To do.
1. Answer these from the Communications Act article below:
(a) How large is the market for local telephone, long-distance, wireless and cable services?
(b) Until when will phone bills probably not be fully deregulated?
(c) What can cable rates still rise to cover?
2. List the services that make up the $400 billion market named in the Communications Act article below.
3. Reproduce the stretch of the Communications Act article below from "The bill phases" through "for every service.".

Extract to read.
┏━━

Communications Act: Effect Tough to Call Firms Scramble as Deregulation Phases In

Article excerpt

Will the brave new world of communications offer one-stop shopping or a free-for-all in the $400 billion market for local telephone, long-distance, wireless and cable services?

The answer is both.

The Communications Act of 1996 opens the way for telephone, long-distance, cable and wireless communications companies to get into one another's businesses as never before, either fighting it out service by service or assembling their own and other companies' services to sell as a package.

Will phone and cable bills go up, down or sideways? The answer, for a while, is sideways.

The bill phases in deregulation of cable rates, which can still rise to cover a cable system's increased costs. Phone bills probably won't be deregulated fully until consumers have a choice of local telephone providers. Industry officials said competition will force bills down in the long run, but consumer advocates doubt that everyone's bill will go down for every service.

┗━━

Material.

┏━━

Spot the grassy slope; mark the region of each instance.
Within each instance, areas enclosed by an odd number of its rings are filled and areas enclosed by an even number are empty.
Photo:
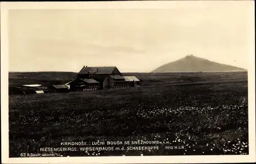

┗━━

Results for the exercise.
1.
(a) $400 billion.
(b) Until consumers have a choice of local telephone providers.
(c) A cable system's increased costs.

2. Local telephone, long-distance, wireless, cable

3.
The bill phases in deregulation of cable rates, which can still rise to cover a cable system's increased costs. Phone bills probably won't be deregulated fully until consumers have a choice of local telephone providers. Industry officials said competition will force bills down in the long run, but consumer advocates doubt that everyone's bill will go down for every service.